• _Text to read_:
━━━━━━━━━━━━━━━━━━━━
From: Alexandre Marques <alexandre@neuralmagic.com>
Date: Tue, 22 Aug 2023 01:01:44 -0400
Subject: [PATCH 04/62] Splits wikitext at regular intervals of the same length
 as the sequence length

---
 src/deepsparse/transformers/eval_downstream.py | 6 +++++-
 1 file changed, 5 insertions(+), 1 deletion(-)

diff --git a/src/deepsparse/transformers/eval_downstream.py b/src/deepsparse/transformers/eval_downstream.py
index e39240710d..159d5033b5 100644
--- a/src/deepsparse/transformers/eval_downstream.py
+++ b/src/deepsparse/transformers/eval_downstream.py
@@ -78,7 +78,11 @@
 def perplexity_eval(args, dataset_name="openai_humaneval"):
     if dataset_name == "wikitext":
         dataset = load_dataset("wikitext", "wikitext-2-raw-v1", split="test")
-        dataset = dataset["text"]
+        dataset = "\n\n".join(dataset["text"])
+        dataset = [
+            dataset[i*args.max_sequence_length:(i+1)*args.max_sequence_length]
+            for i in range(len(dataset) // args.max_sequence_length)
+        ]
     else:
         dataset = load_dataset(dataset_name, split="test")
 

From 5767ca0ea4c390a397c06c4909109fa0571b9054 Mon Sep 17 00:00:00 2001
From: Alexandre Marques <alexandre@neuralmagic.com>
Date: Tue, 22 Aug 2023 01:26:14 -0400
Subject: [PATCH 05/62] Add argument for accumulation of negative log
 likelihood

---
 src/deepsparse/transformers/metrics.py | 23 ++++++++++++++---------
 1 file changed, 14 insertions(+), 9 deletions(-)
━━━━━━━━━━━━━━━━━━━━
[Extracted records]
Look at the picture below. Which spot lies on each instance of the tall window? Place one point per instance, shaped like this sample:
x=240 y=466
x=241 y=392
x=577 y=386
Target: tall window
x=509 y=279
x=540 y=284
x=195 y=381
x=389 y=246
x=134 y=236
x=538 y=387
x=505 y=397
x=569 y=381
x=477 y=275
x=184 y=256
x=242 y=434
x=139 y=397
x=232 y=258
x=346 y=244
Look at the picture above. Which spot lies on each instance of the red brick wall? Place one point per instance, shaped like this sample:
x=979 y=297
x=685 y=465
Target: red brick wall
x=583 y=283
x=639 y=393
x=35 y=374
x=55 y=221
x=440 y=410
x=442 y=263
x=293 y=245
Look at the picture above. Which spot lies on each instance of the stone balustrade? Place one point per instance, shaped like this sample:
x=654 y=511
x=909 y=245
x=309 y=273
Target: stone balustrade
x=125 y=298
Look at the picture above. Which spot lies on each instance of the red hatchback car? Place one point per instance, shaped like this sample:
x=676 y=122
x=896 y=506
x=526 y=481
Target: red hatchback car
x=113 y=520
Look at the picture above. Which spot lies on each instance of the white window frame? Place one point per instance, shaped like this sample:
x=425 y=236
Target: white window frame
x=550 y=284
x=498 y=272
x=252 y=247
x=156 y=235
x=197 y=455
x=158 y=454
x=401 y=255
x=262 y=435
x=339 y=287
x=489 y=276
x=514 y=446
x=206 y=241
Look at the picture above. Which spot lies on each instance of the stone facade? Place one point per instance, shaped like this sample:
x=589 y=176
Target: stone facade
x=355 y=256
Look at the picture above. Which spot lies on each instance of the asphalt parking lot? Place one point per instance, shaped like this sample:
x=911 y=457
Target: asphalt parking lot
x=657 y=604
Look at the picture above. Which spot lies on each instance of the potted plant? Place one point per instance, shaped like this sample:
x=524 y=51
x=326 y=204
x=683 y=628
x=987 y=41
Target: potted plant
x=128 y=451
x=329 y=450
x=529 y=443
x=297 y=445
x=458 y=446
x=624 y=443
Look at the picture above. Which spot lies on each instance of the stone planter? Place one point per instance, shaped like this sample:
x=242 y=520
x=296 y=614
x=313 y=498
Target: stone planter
━━━━━━━━━━━━━━━━━━━━
• _Work to complete_:
1) Copy the patch starting at the words "From 5767ca0ea4c390a397c06c4909109fa0571b9054 Mon" and ending after "insertions(+), 9 deletions(-)", swapping "accumulation" for "summation".
2) Output the rows as a numbered list without blank lines, starting with the first row and stopping after the row that contains "x=293 y=245".
The patch and the rows have no connection to each other.

• _Answers below_:
1)
From 5767ca0ea4c390a397c06c4909109fa0571b9054 Mon Sep 17 00:00:00 2001
From: Alexandre Marques <alexandre@neuralmagic.com>
Date: Tue, 22 Aug 2023 01:26:14 -0400
Subject: [PATCH 05/62] Add argument for summation of negative log
 likelihood

---
 src/deepsparse/transformers/metrics.py | 23 ++++++++++++++---------
 1 file changed, 14 insertions(+), 9 deletions(-)

2)
1. Look at the picture below. Which spot lies on each instance of the tall window? Place one point per instance, shaped like this sample:
2. x=240 y=466
3. x=241 y=392
4. x=577 y=386
5. Target: tall window
6. x=509 y=279
7. x=540 y=284
8. x=195 y=381
9. x=389 y=246
10. x=134 y=236
11. x=538 y=387
12. x=505 y=397
13. x=569 y=381
14. x=477 y=275
15. x=184 y=256
16. x=242 y=434
17. x=139 y=397
18. x=232 y=258
19. x=346 y=244
20. Look at the picture above. Which spot lies on each instance of the red brick wall? Place one point per instance, shaped like this sample:
21. x=979 y=297
22. x=685 y=465
23. Target: red brick wall
24. x=583 y=283
25. x=639 y=393
26. x=35 y=374
27. x=55 y=221
28. x=440 y=410
29. x=442 y=263
30. x=293 y=245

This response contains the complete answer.